===== Text for analysis

Research to understand why hereditary cancers develop resistance to a powerful cancer drug has identified an important new pathway key to chemoresistance in BRCA2-mutant cancers. The research, published in the current issue of Genes & Development, is the work of Sharon Cantor, PhD, associate professor of molecular, cell & cancer biology, and colleagues. They used an innovative genome-wide RNA screen to determine why so many instances of ovarian cancers develop resistance to the cancer drug cisplatin.

“Germline BRCA1 or BRCA2 mutations are the most common cause—more than 90 percent—of hereditary breast and ovarian cancers,” said Dr. Cantor. “BRCA1 and BRCA2 proteins promote DNA repair as part of their tumor suppression function, so BRCA1/2-mutant cancers are initially sensitive to therapies that target DNA, such as cisplatin, or that inhibit DNA repair pathways, such as PARP inhibitors. The potential of these therapies is limited, however, by the development of chemoresistance. To date, the only known mechanism of chemoresistance in BRCA1/2-mutant cancers is restored DNA repair that occurs either by genetic reversion or in BRCA1-mutant cells by 53BP1 loss.”

What Cantor’s group found is that chemoresistance is also achieved independently of restored DNA repair in BRCA2-mutant cells through loss of a nucleosome-remodeling factor, CHD4. CHD4 depletion reduces the toxicity of cisplatin by enabling BRCA2 mutant cells to switch on a pathway known as “DNA damage tolerance.” Interestingly, this switch is unique to BRCA2 mutant cells. Normally, CHD4 loss akin to BRCA2 loss sensitizes to chemotherapy, but CHD4 loss in BRCA2 mutant cells enhances resistance to cisplatin as well as PARP inhibitors.

==========

§ **Problems to work on**
**a)** Using the passage on chemoresistance in BRCA2-mutant cancers, answer these questions:
(i) In which journal was the research published?
(ii) According to Dr. Cantor, what share of hereditary breast and ovarian cancers is caused by germline BRCA1 or BRCA2 mutations?
(iii) Loss of which nucleosome-remodeling factor gives BRCA2-mutant cells chemoresistance?
**b)** List every gene or protein name that appears in the passage on chemoresistance in BRCA2-mutant cancers. Give each name only once.
**c)** Resume the passage on chemoresistance in BRCA2-mutant cancers after its last sentence.

===== Given entries

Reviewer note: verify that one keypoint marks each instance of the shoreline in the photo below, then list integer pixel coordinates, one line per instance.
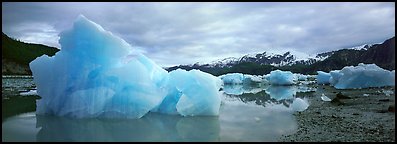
(368, 116)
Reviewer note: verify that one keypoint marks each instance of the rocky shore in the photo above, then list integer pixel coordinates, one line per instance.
(360, 115)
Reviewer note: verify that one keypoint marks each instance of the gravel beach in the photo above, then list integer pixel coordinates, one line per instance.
(360, 115)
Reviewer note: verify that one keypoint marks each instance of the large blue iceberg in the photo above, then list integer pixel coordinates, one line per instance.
(97, 74)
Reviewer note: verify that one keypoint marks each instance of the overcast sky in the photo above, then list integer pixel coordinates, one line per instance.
(185, 33)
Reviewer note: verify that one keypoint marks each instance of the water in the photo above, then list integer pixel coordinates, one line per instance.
(247, 113)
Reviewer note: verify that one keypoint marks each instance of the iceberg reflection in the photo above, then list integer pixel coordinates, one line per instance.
(151, 127)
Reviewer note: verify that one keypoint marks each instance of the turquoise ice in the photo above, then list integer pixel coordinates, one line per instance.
(97, 74)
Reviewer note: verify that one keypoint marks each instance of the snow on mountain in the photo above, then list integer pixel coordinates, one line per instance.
(277, 60)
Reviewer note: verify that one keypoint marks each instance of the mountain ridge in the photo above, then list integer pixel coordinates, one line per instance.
(382, 54)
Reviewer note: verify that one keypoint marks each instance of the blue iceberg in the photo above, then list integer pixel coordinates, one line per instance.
(97, 74)
(323, 77)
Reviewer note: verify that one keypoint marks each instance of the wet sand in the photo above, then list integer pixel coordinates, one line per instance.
(368, 116)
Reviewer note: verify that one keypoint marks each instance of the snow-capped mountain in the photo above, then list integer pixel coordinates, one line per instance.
(381, 54)
(275, 59)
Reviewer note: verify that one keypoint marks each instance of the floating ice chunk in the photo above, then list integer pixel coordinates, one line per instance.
(232, 78)
(239, 78)
(252, 78)
(281, 92)
(362, 76)
(335, 76)
(278, 77)
(30, 92)
(197, 93)
(299, 104)
(387, 92)
(325, 98)
(300, 77)
(97, 74)
(323, 77)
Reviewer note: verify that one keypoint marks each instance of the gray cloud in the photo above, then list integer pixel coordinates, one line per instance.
(185, 33)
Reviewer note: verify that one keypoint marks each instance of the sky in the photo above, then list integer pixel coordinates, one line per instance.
(188, 32)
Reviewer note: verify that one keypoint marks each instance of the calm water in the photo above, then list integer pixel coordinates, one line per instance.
(247, 113)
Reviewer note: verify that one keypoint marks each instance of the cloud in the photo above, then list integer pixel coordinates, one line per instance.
(186, 33)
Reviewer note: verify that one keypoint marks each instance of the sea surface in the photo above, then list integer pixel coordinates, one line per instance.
(248, 113)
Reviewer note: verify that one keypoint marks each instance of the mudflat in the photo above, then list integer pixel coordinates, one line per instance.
(356, 115)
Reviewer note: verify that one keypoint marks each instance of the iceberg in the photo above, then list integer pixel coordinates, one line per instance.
(278, 77)
(362, 76)
(239, 78)
(232, 78)
(323, 77)
(299, 104)
(97, 74)
(281, 92)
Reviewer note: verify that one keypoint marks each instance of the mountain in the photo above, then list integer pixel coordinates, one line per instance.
(382, 55)
(16, 55)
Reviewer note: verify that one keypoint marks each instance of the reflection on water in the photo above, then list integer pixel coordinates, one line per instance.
(268, 95)
(151, 127)
(256, 113)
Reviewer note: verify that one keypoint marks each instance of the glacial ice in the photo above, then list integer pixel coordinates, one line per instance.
(278, 77)
(323, 77)
(239, 78)
(97, 74)
(362, 76)
(232, 78)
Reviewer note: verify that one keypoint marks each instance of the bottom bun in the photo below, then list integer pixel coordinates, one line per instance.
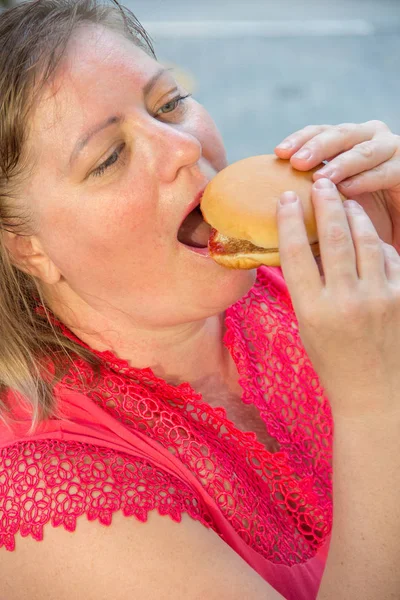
(269, 258)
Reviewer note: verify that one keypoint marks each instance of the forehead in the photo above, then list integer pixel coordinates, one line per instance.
(100, 71)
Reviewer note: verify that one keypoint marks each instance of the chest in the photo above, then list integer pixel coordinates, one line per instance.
(245, 417)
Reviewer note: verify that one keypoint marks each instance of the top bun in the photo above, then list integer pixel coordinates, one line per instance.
(241, 200)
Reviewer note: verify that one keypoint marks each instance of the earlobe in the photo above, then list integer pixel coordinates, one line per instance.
(27, 254)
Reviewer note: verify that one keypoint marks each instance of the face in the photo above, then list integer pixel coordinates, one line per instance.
(121, 157)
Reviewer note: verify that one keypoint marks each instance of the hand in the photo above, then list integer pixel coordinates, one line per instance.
(349, 321)
(364, 161)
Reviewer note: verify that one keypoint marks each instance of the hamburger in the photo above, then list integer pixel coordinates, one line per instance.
(240, 204)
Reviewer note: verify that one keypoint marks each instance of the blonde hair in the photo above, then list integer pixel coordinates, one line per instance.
(33, 38)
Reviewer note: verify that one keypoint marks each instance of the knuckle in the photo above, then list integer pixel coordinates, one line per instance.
(345, 128)
(336, 235)
(294, 250)
(377, 124)
(370, 240)
(365, 150)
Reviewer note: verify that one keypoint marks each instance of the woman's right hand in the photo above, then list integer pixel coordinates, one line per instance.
(349, 319)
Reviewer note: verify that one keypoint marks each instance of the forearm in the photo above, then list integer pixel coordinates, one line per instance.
(364, 556)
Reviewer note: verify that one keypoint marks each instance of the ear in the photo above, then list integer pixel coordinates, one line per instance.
(27, 254)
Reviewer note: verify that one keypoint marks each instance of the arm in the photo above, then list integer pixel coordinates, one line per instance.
(364, 556)
(157, 559)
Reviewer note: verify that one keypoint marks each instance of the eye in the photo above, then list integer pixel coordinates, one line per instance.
(172, 105)
(107, 164)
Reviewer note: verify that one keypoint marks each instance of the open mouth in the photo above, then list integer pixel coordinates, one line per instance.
(194, 231)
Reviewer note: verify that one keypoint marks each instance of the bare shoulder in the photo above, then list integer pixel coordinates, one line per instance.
(129, 559)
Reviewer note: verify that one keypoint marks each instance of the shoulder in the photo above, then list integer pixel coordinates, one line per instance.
(150, 556)
(156, 559)
(54, 482)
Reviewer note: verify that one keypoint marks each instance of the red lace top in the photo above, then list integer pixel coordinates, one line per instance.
(134, 443)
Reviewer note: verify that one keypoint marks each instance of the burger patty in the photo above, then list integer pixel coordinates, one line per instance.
(222, 244)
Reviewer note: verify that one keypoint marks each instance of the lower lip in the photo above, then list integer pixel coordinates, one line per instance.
(201, 251)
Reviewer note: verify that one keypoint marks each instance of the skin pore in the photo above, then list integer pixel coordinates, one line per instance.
(105, 221)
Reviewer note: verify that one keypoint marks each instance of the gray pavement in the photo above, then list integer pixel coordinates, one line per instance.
(262, 84)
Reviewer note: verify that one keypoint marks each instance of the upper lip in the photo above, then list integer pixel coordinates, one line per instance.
(194, 204)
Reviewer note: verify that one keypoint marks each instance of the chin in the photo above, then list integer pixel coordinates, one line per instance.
(229, 286)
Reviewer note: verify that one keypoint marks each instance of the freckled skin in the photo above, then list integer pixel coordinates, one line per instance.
(113, 238)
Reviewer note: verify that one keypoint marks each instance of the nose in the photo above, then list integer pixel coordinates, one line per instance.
(171, 149)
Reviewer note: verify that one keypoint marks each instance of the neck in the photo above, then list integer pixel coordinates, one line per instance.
(190, 352)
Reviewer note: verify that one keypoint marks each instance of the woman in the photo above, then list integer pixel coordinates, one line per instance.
(139, 375)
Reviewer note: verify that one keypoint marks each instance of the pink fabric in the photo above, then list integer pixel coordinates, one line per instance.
(132, 442)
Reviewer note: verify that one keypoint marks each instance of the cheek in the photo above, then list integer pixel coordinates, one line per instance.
(99, 230)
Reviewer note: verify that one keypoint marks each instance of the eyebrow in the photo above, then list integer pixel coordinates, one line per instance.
(110, 121)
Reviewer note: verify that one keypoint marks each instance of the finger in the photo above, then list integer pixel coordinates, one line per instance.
(392, 263)
(367, 244)
(335, 240)
(383, 177)
(297, 260)
(296, 140)
(360, 158)
(334, 140)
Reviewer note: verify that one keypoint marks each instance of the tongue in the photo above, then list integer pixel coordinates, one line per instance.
(194, 231)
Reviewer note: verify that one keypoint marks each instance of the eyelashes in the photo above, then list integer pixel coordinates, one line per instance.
(111, 160)
(169, 108)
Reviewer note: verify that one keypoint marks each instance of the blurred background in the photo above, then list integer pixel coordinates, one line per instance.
(266, 68)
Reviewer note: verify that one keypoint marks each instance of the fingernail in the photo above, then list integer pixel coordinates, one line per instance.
(304, 154)
(353, 205)
(285, 145)
(321, 184)
(288, 198)
(326, 172)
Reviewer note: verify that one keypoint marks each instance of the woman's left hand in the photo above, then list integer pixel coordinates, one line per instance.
(364, 163)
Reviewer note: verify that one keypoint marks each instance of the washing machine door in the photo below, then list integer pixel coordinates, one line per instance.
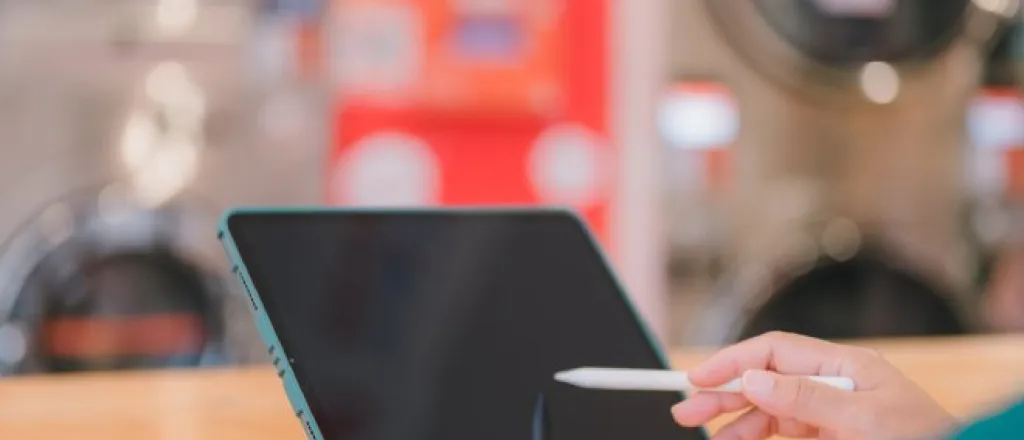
(866, 296)
(855, 299)
(816, 49)
(91, 286)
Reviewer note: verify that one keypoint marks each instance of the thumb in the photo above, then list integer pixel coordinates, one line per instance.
(799, 398)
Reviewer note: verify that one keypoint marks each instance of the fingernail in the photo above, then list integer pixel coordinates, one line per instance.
(759, 383)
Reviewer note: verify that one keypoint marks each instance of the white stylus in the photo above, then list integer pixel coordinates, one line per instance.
(657, 380)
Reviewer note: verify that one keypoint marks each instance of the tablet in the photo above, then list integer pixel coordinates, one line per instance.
(444, 324)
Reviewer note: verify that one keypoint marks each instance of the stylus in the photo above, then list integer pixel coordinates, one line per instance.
(655, 380)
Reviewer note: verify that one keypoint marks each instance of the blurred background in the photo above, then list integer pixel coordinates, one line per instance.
(839, 168)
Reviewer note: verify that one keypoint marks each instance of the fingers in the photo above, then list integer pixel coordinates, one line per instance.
(757, 425)
(700, 408)
(800, 399)
(792, 354)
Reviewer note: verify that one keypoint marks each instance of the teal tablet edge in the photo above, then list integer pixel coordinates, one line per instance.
(274, 350)
(282, 360)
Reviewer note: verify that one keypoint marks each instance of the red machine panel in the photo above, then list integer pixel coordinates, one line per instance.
(505, 103)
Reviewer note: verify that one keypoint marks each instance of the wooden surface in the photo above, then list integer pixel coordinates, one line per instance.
(250, 403)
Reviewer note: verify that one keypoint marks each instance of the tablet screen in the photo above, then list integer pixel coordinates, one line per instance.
(441, 325)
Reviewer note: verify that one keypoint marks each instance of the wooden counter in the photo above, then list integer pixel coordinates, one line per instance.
(249, 404)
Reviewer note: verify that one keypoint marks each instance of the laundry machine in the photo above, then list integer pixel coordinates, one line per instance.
(849, 167)
(128, 128)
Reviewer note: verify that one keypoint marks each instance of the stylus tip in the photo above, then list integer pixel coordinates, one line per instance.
(567, 377)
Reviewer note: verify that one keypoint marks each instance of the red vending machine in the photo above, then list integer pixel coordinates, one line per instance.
(471, 102)
(996, 133)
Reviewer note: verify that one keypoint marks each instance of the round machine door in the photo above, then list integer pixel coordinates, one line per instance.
(817, 49)
(863, 297)
(94, 282)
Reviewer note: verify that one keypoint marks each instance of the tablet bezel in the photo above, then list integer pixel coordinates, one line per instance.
(300, 392)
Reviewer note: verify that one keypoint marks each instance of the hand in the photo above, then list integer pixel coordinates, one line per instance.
(886, 404)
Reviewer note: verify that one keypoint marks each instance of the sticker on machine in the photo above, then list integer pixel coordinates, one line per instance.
(376, 47)
(567, 165)
(387, 169)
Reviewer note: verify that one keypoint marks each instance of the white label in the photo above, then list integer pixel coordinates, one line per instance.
(386, 170)
(567, 166)
(377, 48)
(694, 121)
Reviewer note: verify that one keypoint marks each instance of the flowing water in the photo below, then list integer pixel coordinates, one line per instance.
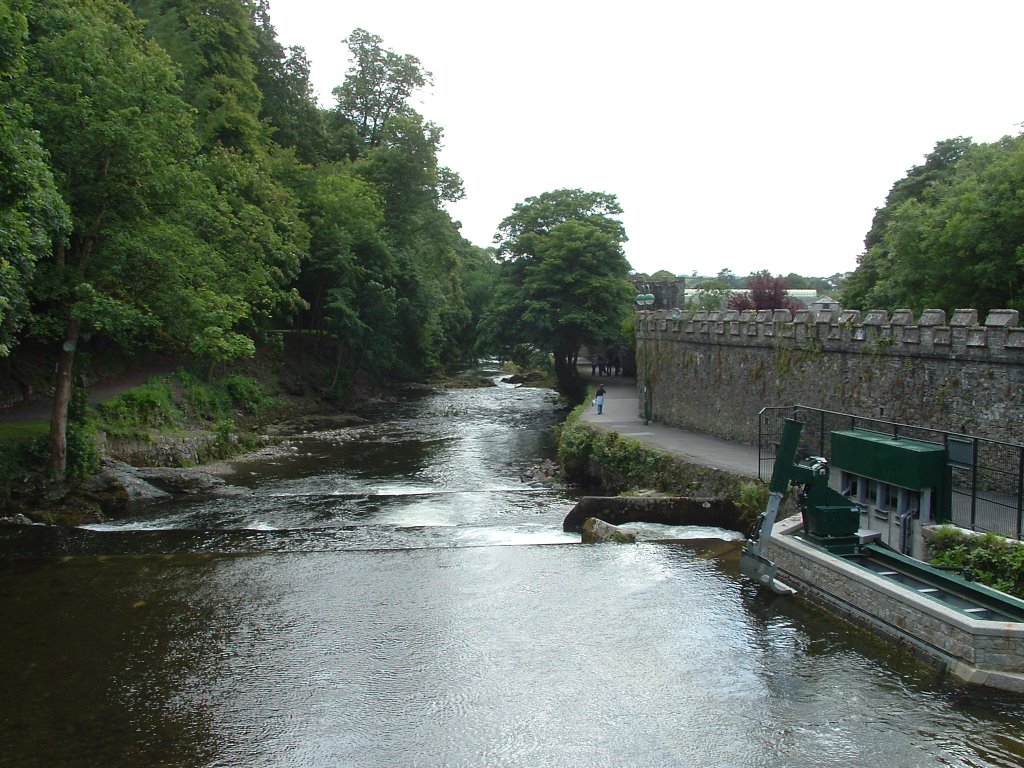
(396, 594)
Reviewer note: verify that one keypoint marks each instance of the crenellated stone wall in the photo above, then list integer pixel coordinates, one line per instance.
(714, 371)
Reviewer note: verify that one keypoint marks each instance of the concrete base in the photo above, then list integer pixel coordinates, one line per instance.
(988, 653)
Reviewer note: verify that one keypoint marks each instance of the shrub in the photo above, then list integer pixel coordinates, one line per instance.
(247, 393)
(151, 404)
(990, 559)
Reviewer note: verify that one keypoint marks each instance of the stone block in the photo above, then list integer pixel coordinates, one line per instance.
(933, 317)
(1001, 318)
(964, 318)
(849, 316)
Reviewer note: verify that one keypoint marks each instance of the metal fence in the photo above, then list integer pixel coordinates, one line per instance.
(987, 475)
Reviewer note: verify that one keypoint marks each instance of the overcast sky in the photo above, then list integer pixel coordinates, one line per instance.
(737, 134)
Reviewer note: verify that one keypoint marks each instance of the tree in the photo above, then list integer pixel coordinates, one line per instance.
(168, 245)
(950, 235)
(564, 278)
(288, 100)
(764, 292)
(33, 215)
(378, 85)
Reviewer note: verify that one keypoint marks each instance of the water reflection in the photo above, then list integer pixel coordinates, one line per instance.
(334, 614)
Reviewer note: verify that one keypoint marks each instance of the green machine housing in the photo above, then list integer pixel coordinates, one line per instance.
(893, 476)
(830, 520)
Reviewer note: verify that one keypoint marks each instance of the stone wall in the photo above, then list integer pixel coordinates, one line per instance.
(714, 371)
(979, 651)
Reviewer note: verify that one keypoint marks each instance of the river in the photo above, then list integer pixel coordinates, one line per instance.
(396, 594)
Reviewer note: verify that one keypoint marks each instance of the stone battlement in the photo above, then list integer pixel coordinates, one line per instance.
(714, 371)
(876, 331)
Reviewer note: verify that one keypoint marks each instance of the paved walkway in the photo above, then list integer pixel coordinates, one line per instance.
(622, 414)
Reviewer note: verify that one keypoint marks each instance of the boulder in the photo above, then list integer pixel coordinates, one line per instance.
(119, 486)
(594, 530)
(666, 510)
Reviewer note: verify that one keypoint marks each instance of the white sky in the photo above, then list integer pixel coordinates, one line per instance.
(737, 134)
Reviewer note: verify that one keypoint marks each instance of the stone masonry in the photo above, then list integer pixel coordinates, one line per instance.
(714, 371)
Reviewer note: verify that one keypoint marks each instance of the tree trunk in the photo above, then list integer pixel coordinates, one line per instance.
(61, 396)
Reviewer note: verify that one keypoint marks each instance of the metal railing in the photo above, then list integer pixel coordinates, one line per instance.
(987, 476)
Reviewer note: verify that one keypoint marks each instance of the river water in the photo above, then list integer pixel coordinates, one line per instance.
(396, 594)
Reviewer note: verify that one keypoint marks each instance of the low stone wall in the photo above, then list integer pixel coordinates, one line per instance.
(989, 653)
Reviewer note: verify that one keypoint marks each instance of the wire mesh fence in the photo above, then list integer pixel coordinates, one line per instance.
(987, 476)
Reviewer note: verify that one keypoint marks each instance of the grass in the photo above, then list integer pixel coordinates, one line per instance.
(25, 431)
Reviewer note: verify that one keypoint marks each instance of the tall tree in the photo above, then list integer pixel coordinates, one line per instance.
(954, 239)
(289, 103)
(33, 215)
(378, 85)
(107, 105)
(564, 279)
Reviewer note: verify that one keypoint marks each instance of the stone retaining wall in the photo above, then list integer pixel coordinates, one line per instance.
(714, 371)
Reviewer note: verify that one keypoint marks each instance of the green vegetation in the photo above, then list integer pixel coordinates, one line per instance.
(563, 282)
(171, 183)
(949, 235)
(622, 465)
(990, 559)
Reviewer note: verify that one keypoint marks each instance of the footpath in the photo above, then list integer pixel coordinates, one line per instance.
(622, 414)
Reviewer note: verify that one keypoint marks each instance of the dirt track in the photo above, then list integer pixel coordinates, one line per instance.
(40, 411)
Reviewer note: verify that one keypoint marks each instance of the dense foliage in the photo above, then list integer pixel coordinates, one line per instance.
(563, 282)
(170, 181)
(950, 235)
(989, 559)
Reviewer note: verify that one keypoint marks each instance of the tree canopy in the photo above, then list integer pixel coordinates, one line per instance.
(563, 282)
(175, 184)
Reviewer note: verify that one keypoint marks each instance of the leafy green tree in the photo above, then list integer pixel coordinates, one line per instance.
(33, 214)
(950, 235)
(289, 104)
(105, 103)
(564, 281)
(169, 247)
(378, 85)
(712, 294)
(214, 44)
(764, 292)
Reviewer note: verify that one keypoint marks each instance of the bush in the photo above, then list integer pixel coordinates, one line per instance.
(991, 559)
(247, 393)
(151, 404)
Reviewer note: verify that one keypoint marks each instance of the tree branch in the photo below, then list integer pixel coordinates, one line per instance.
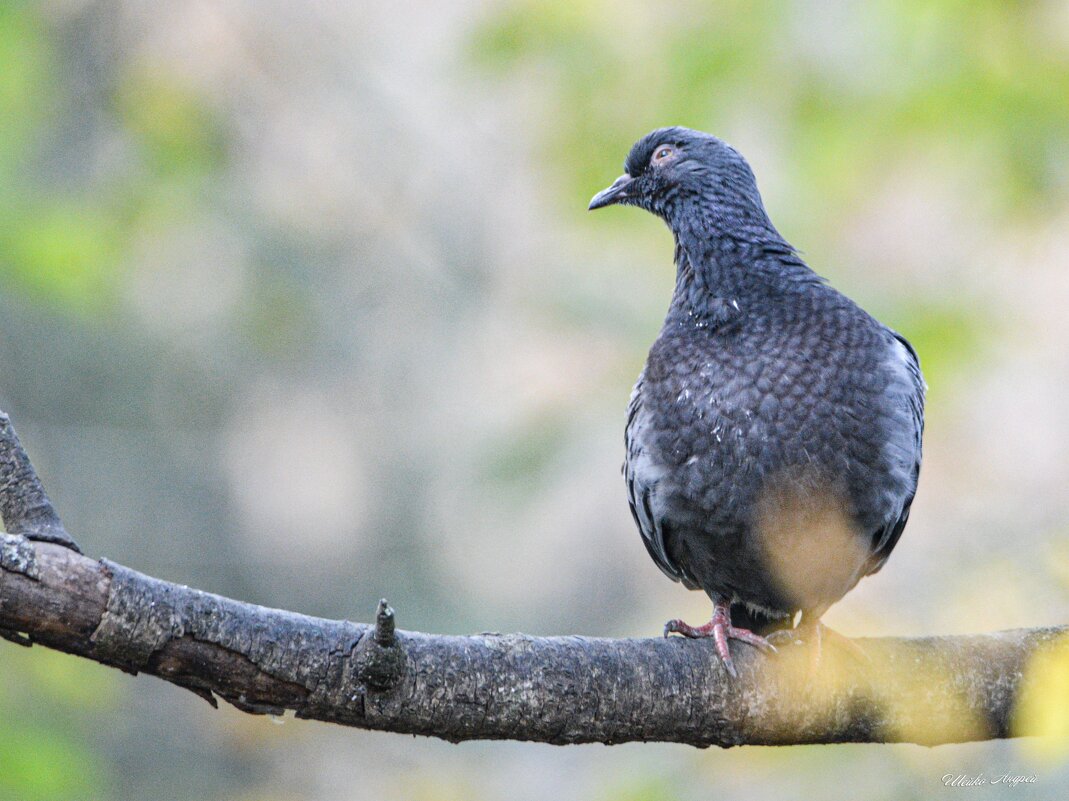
(556, 690)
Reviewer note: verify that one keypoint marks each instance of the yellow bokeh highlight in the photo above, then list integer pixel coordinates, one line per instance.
(1042, 708)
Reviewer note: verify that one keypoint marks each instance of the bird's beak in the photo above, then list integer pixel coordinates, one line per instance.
(613, 195)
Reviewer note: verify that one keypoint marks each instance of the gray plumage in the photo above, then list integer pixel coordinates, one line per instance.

==========

§ **Answers to the exercise**
**a)**
(i) Genes & Development
(ii) More than 90 percent
(iii) CHD4

**b)** BRCA1, BRCA2, 53BP1, CHD4, PARP

**c)**
“Sharon Cantor has a long-standing interest in the BRCA1/2 breast and ovarian cancer susceptibility genes,” said Michael R. Green, MD, PhD, Howard Hughes Medical Institute Investigator, the Lambi and Sarah Adams Chair in Genetic Research, and chair and professor of molecular, cell & cancer biology. “Ovarian cancers lacking BRCA1/2 are susceptible to treatment with cisplatin. Unfortunately, resistance often develops by mechanisms that remain to be determined. Sharon's elegant work has revealed a new and important cisplatin resistance mechanism that has both prognostic and therapeutic implications.”

The paper also provides clarity as to how chemotherapy resistance can occur in such a large number of cancers; Cantor and colleagues found a statistically significant correlation between low levels of CHD4 and shorter progression-free and overall survival in BRCA2 mutant ovarian cancers.

The paper, “Resistance to therapy in BRCA2 mutant cells due to loss of the nucleosome remodeling factor CHD4, appears in the current  issue of Genes & Development. Authors are Shawna Guillemette, PhD; Ryan W. Serra; Min Peng; Janelle A. Hayes; Green and Cantor at UMMS; and Panagiotis A. Konstantinopoulos of the Dana Farber Cancer Institute.